▸ **EXTRACTED TEXT**
********

0

I am trying to speed up a function that randomly samples a number of records with the possible combinations of a number of categories for a number of records and ensures they are unique (i.e. let's assume there's 3 records, any of them can be either 0 or 1 and I want 10 random samples of unique possible combinations of records).

If I did not use numba, I might would do something like this:

import numpy as np

def myfunc(categories, NumberOfRecords, maxsamples):
  return np.unique( np.random.choice(np.arange(categories), size=(maxsamples*10, NumberOfRecords), replace=True), axis=0 )[0:maxsamples]

Annoyingly, numba does not support axis in np.unique, so I can do something like this, but some of the records may turn out to be non-unique.

from numba import njit, int64
import numpy as np

@njit(int64[:,:](int64, int64, int64), cache=True)
def myfunc(categories, NumberOfRecords, maxsamples):
  return np.random.choice(np.arange(categories), size=(maxsamples, NumberOfRecords), replace=True) 

myfunc(categories=2, NumberOfRecords=3, maxsamples=10)

E.g. in one call (obviously there's some randomness here), I got the below (for which the indices 1 and 6, and 3 and 4, and 7 and 9 are identical rows):

array([[0, 1, 1],
       [1, 1, 0],
       [0, 1, 0],
       [1, 0, 1],
       [1, 0, 1],
       [1, 1, 1],
       [1, 1, 0],
       [1, 0, 0],
       [0, 0, 0],
       [1, 0, 0]])

My questions are:

  1. Is this something where I would even expect a speed up from numba?
  2. If so, how can I get a unique rows (this seems rather difficult with numba, but presumably there's a way)?
  3. Perhaps there's a way to get at this more efficiently (perhaps without creating more random samples than I need in the end)?
Björn
  • 644
  • 10
  • 23

1 Answers1

-1

In the following, I don't use numba, but all the operations use vectorized numpy functions.

Each row of the result that you generate can be interpreted as an integer expressed in base N, where N is the number of categories. With that interpretation, what you want is to sample without replacement from the integers [0, 1, ... N**R-1], where R is the number of "records". You can use the choice function for that, with the argument replace=False. Once you have that, you need to convert the chosen integers to base N. For that, I use the function int2base, which is a pared down version of a function that I wrote in a different answer.

Here's the code:

import numpy as np


def int2base(x, base, ndigits):
    # x = np.asarray(x)  # Uncomment this line for general purpose use.
    powers = base ** np.arange(ndigits)
    digits = (x.reshape(x.shape + (1,)) // powers) % base
    return digits


def makesample(ncategories, nrecords, nsamples, rng=None):
    if rng is None:
        rng = np.random.default_rng()

********

▸ **RECORD SET**
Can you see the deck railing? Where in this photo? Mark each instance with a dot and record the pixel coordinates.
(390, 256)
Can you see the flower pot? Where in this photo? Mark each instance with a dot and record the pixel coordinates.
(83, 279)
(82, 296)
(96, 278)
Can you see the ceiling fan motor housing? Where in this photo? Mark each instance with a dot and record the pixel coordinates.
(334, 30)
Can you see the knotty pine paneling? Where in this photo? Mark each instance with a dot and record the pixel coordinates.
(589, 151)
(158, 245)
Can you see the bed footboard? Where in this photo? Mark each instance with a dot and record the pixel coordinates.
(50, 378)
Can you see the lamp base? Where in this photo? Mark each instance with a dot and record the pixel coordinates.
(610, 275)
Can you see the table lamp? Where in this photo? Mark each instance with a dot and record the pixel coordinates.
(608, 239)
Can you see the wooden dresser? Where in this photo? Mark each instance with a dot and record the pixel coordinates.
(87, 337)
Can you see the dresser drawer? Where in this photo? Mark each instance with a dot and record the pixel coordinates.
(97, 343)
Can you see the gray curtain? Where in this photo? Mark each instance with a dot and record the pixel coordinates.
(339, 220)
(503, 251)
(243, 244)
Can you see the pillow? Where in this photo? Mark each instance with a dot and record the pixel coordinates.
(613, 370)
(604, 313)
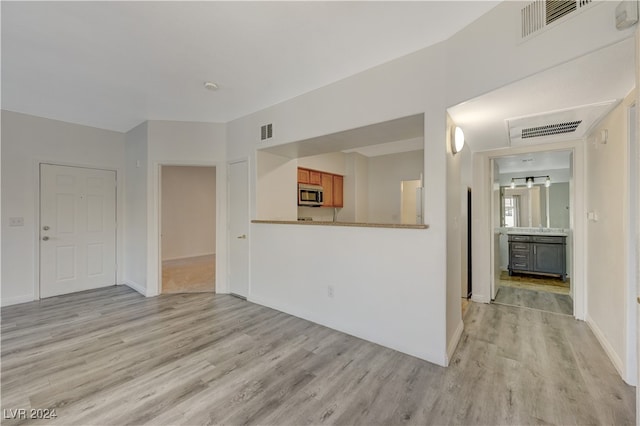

********

▸ **WHAT IS REQUIRED**
Write what comes next in the forum thread about sampling unique rows with numpy, picking up right after its last line.

▸ **RESPONSE TO THE TASK**
    n = ncategories ** nrecords
    choices = rng.choice(n, replace=False, size=nsamples)
    return int2base(choices, ncategories, nrecords)

In makesample, I included the optional argument rng. It allows you to specify the object that holds the choice function. If not provided, it uses np.random.default_rng().

Example:

In [118]: makesample(2, 3, 6)                                                   
Out[118]: 
array([[0, 1, 1],
       [0, 0, 1],
       [1, 0, 1],
       [0, 0, 0],
       [1, 1, 0],
       [1, 1, 1]])

In [119]: makesample(5, 4, 12)                                                  
Out[119]: 
array([[3, 4, 0, 1],
       [2, 0, 2, 0],
       [4, 2, 4, 3],
       [0, 1, 0, 4],
       [0, 2, 0, 1],
       [1, 2, 0, 1],
       [0, 3, 0, 4],
       [3, 3, 0, 3],
       [3, 4, 1, 4],
       [2, 4, 1, 1],
       [3, 4, 1, 0],
       [1, 1, 4, 4]])

makesample will raise an exception if you ask for too many samples:

In [120]: makesample(2, 3, 10)                                                  
---------------------------------------------------------------------------
ValueError                                Traceback (most recent call last)
<ipython-input-120-80044e78a60a> in <module>
----> 1 makesample(2, 3, 10)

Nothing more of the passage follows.